## [Passage given]
◆ ◆ ◆ ◆

2016-11-02 Thread Eric Biggers
Hi Herbert, just a few preliminary comments.  I haven't made it through
everything yet.

On Wed, Nov 02, 2016 at 07:19:02AM +0800, Herbert Xu wrote:
> +static int skcipher_walk_first(struct skcipher_walk *walk)
> +{
> + if (WARN_ON_ONCE(in_irq()))
> + return -EDEADLK;
> +
> + walk->nbytes = walk->total;
> + if (unlikely(!walk->total))
> + return 0;
> +
> + walk->buffer = NULL;
> + if (unlikely(((unsigned long)walk->iv & walk->alignmask))) {
> + int err = skcipher_copy_iv(walk);
> + if (err)
> + return err;
> + }
> +
> + walk->page = NULL;
> +
> + return skcipher_walk_next(walk);
> +}

I think the case where skcipher_copy_iv() fails may be handled incorrectly.
Wouldn't it need to set walk.nbytes to 0 so as to not confuse callers which
expect that behavior?  Or maybe it should be calling skcipher_walk_done().

> +static int skcipher_walk_skcipher(struct skcipher_walk *walk,
> +   struct skcipher_request *req)
> +{
> + struct crypto_skcipher *tfm = crypto_skcipher_reqtfm(req);
> +
> + scatterwalk_start(>in, req->src);
> + scatterwalk_start(>out, req->dst);
> +
> + walk->in.sg = req->src;
> + walk->out.sg = req->dst;

Setting walk->in.sg and walk->out.sg is redundant with the scatterwalk_start()
calls.

> +int skcipher_walk_virt(struct skcipher_walk *walk,
> +struct skcipher_request *req, bool atomic)

◆ ◆ ◆ ◆

## [Recorded information]
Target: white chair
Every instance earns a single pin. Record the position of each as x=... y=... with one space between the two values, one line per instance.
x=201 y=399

◆ ◆ ◆ ◆

## [Tasks to perform]
[1] In the skcipher code review, substitute "users" for "callers" and give everything from "Wouldn't it need" down to "struct skcipher_request *req)" with only that change.
[2] Proceed with the skcipher code review from the point where it stops.

## [In response]
[1]
Wouldn't it need to set walk.nbytes to 0 so as to not confuse users which
expect that behavior?  Or maybe it should be calling skcipher_walk_done().

> +static int skcipher_walk_skcipher(struct skcipher_walk *walk,
> +   struct skcipher_request *req)

[2]
> +{
> + int err;
> +
> + walk->flags &= ~SKCIPHER_WALK_PHYS;
> +
> + err = skcipher_walk_skcipher(walk, req);
> +
> + walk->flags &= atomic ? ~SKCIPHER_WALK_SLEEP : ~0;
> +
> + return err;
> +}

This gets called with uninitialized 'walk.flags'.  This was somewhat of a
theoretical problem with the old blkcipher_walk code but it looks like now it
will interact badly with the new SKCIPHER_WALK_SLEEP flag.  As far as I can see,
whether the flag will end up set or not can depend on the uninitialized value.
It would be nice if this problem could be avoided entirely be setting flags=0.

I'm also wondering about the choice to not look at 'atomic' until after the call
to skcipher_walk_skcipher().  Wouldn't this mean that the choice of 'atomic'
would not be respected in e.g. the kmalloc() in skcipher_copy_iv()?

> +int skcipher_walk_async(struct skcipher_walk *walk,
> + struct skcipher_request *req)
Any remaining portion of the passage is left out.